▸ What the exercise asks
Everything from the line with "of the grassy" to the end of the data should be restated word for word, and nothing before it.

▸ Given records
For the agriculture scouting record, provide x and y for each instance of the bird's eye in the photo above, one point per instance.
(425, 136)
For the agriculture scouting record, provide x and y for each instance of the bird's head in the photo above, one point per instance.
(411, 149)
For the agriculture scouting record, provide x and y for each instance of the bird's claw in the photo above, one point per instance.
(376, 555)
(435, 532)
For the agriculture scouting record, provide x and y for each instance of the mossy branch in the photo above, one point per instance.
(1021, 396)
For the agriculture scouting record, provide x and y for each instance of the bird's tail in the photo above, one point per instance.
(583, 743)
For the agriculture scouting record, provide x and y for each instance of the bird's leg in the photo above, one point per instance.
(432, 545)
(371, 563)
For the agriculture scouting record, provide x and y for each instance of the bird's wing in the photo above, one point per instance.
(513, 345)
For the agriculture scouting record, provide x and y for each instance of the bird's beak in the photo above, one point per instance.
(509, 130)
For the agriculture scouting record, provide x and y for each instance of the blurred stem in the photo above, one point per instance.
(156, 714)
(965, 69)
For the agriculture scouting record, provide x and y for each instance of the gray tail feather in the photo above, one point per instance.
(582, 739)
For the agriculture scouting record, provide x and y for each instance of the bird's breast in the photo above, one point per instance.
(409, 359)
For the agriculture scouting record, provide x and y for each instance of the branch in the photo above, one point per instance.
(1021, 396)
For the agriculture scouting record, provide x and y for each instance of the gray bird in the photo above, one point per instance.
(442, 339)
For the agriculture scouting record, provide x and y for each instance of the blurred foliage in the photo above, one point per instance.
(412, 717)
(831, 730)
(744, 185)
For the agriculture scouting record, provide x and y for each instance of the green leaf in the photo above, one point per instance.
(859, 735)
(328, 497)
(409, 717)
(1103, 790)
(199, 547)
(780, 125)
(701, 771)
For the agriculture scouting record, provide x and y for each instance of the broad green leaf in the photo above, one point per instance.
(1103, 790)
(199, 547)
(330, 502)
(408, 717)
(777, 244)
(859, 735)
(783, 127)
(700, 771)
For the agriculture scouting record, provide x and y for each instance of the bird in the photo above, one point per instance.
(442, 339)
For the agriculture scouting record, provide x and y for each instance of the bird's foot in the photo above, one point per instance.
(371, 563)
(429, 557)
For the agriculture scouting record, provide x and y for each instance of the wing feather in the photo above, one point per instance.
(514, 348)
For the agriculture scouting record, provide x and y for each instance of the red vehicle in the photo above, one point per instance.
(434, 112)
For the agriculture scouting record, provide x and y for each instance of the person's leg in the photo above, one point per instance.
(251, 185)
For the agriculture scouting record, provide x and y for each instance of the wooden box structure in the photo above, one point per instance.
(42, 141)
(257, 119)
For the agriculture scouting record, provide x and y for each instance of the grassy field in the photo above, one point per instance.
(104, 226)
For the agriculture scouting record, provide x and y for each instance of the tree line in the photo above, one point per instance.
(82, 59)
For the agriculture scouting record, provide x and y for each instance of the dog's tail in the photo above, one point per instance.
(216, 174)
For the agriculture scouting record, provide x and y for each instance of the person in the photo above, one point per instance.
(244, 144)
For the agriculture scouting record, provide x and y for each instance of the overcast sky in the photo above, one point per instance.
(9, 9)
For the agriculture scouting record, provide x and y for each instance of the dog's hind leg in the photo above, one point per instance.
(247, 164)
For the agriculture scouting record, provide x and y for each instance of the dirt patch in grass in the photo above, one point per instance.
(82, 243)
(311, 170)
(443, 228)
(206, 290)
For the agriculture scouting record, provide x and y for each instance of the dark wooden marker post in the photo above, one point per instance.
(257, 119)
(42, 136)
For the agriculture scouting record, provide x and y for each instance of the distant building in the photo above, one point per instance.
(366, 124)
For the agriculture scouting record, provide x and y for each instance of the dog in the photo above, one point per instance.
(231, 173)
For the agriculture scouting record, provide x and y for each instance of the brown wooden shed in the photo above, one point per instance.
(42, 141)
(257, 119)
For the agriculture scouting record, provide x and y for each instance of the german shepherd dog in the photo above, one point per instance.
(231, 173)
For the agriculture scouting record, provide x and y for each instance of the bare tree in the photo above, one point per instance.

▸ Solution to the problem
For the agriculture scouting record, provide x and y for each instance of the grassy field in the photo above, one point per instance.
(104, 226)
For the agriculture scouting record, provide x and y for each instance of the tree line in the photo above, one point per instance.
(82, 59)
For the agriculture scouting record, provide x and y for each instance of the dog's tail in the photo above, one point per instance.
(216, 174)
For the agriculture scouting record, provide x and y for each instance of the person in the photo above, one point per instance.
(244, 144)
For the agriculture scouting record, provide x and y for each instance of the overcast sky in the photo above, one point per instance.
(9, 9)
For the agriculture scouting record, provide x and y for each instance of the dog's hind leg in the photo above, one point per instance.
(247, 164)
For the agriculture scouting record, provide x and y for each instance of the dirt patch in grass in the photo above, one point per instance.
(82, 243)
(311, 170)
(443, 228)
(206, 290)
For the agriculture scouting record, provide x and y for each instance of the dark wooden marker post in the photo above, one point per instance.
(257, 119)
(42, 136)
For the agriculture scouting record, provide x and y for each instance of the distant building in the photo above, one point per instance.
(366, 124)
For the agriculture scouting record, provide x and y for each instance of the dog in the photo above, one point per instance.
(231, 173)
For the agriculture scouting record, provide x and y for each instance of the brown wooden shed in the photo above, one point per instance.
(42, 141)
(257, 119)
For the agriculture scouting record, provide x and y for each instance of the german shepherd dog in the photo above, one point per instance.
(231, 173)
For the agriculture scouting record, provide x and y for each instance of the bare tree in the photo above, one point per instance.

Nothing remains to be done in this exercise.